## Aim of the exercise
From the COVID-19 fever text, quote the passage starting with "While it's unclear" and going on through "Dr. Cutler said.".

If you've read much about COVID-19, you know that fever, cough, and shortness of breath are hallmarks of the disease. But while many people will run a fever - for as long as a week or more - it's possible to contract the virus and never see a spike in your temperature.
"You can definitely have COVID-19, the disease caused by the novel SARS-CoV-2 coronavirus, without fever," David Cutler, MD, a family medicine physician at Providence Saint John's Health Center in Santa Monica, CA, told POPSUGAR. In fact, many people who are infected experience no symptoms at all, while many others have only mild symptoms, which may or may not include a fever.
Natasha Bhuyan, MD, a family practitioner and regional medical director of One Medical, explained that most patients do run a fever, but it's hard to nail down an accurate statistic. "Research of laboratory confirmed cases shows that 88 percent of patients with COVID-19 have a fever; however, that number might not be accurate," Dr. Bhuyan said. "We know there are many mild cases of COVID-19 that are never confirmed with testing, since the person may not seek medical care and recover on their own. As a result, the number of people with COVID-19 who have a fever might be lower than 88 percent."
While it's unclear why some people never run a fever - or develop one later in the course of the virus - it's important to recognize that you can be infected and even contagious without it. If you're experiencing other symptoms of COVID-19, call your doctor, who can help you determine your next steps and serve as a resource as you recover. And if you do test positive for COVID-19, here are expert tips on how to take care of yourself at home.
Remember, even if you have no symptoms, you should continue to follow best practices like social distancing and wearing a cloth mask in public. Those who are asymptomatic can unknowingly contribute to the spread of the virus. "This is one reason the disease travels so fast and so far," Dr. Cutler said.
POPSUGAR aims to give you the most accurate and up-to-date information about the coronavirus, but details and recommendations about this pandemic may have changed since publication. For the latest information on COVID-19, please check out resources from the WHO, CDC, and local public health departments.

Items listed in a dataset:
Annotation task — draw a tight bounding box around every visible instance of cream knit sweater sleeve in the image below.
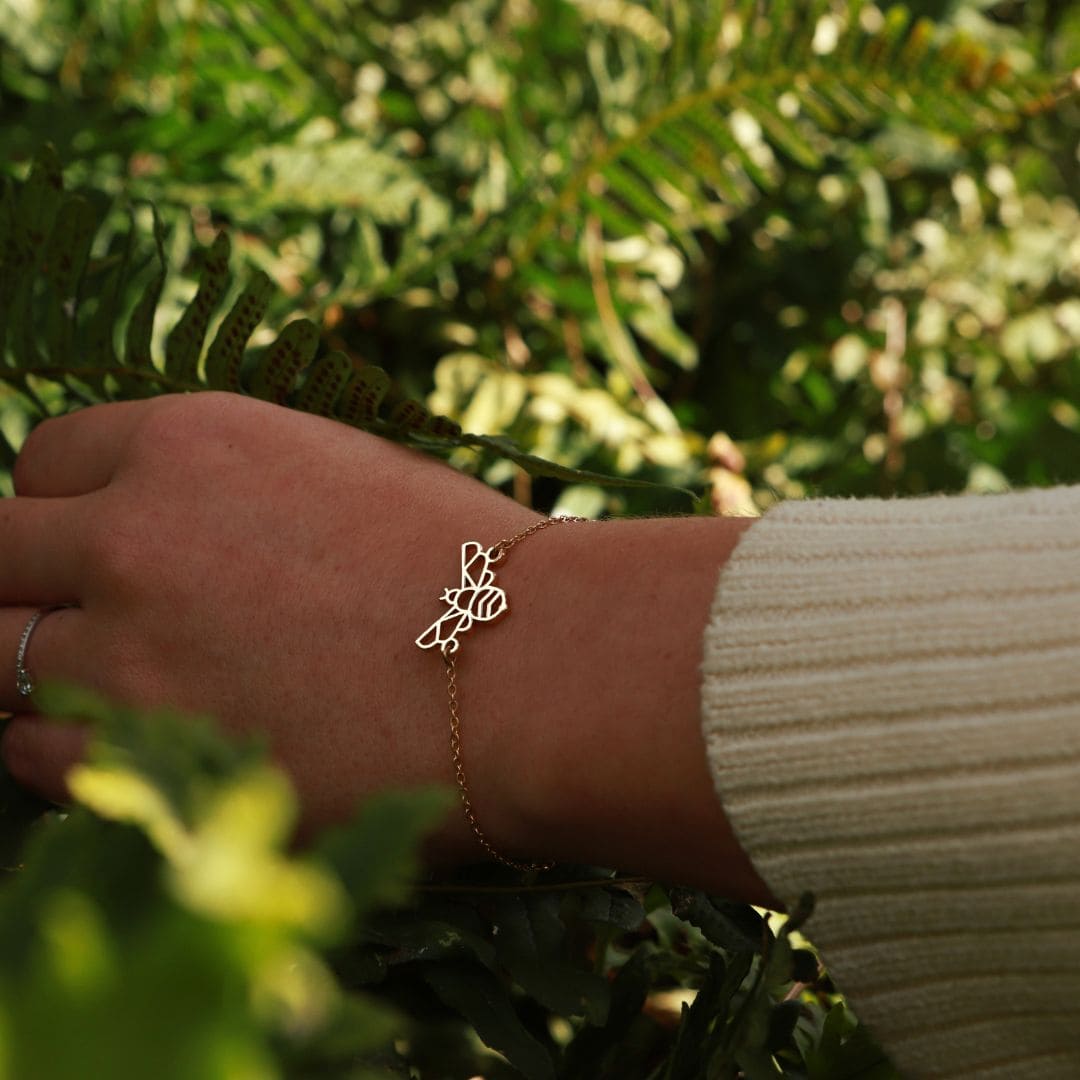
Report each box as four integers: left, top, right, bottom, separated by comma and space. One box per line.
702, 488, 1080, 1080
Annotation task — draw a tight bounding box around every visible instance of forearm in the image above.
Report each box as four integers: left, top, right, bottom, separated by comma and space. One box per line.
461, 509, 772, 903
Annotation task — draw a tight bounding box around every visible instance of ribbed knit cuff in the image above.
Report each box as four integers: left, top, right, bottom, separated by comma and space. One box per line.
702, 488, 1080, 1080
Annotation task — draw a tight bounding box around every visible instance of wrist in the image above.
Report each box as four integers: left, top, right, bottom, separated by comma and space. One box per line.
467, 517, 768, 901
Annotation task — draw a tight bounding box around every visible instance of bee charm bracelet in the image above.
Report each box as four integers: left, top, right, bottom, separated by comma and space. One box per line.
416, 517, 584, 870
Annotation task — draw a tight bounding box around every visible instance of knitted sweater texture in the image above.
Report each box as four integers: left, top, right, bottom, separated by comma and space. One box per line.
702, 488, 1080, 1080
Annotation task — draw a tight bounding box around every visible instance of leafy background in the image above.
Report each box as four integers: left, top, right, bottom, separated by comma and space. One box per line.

## Task output
While it's unclear why some people never run a fever - or develop one later in the course of the virus - it's important to recognize that you can be infected and even contagious without it. If you're experiencing other symptoms of COVID-19, call your doctor, who can help you determine your next steps and serve as a resource as you recover. And if you do test positive for COVID-19, here are expert tips on how to take care of yourself at home.
Remember, even if you have no symptoms, you should continue to follow best practices like social distancing and wearing a cloth mask in public. Those who are asymptomatic can unknowingly contribute to the spread of the virus. "This is one reason the disease travels so fast and so far," Dr. Cutler said.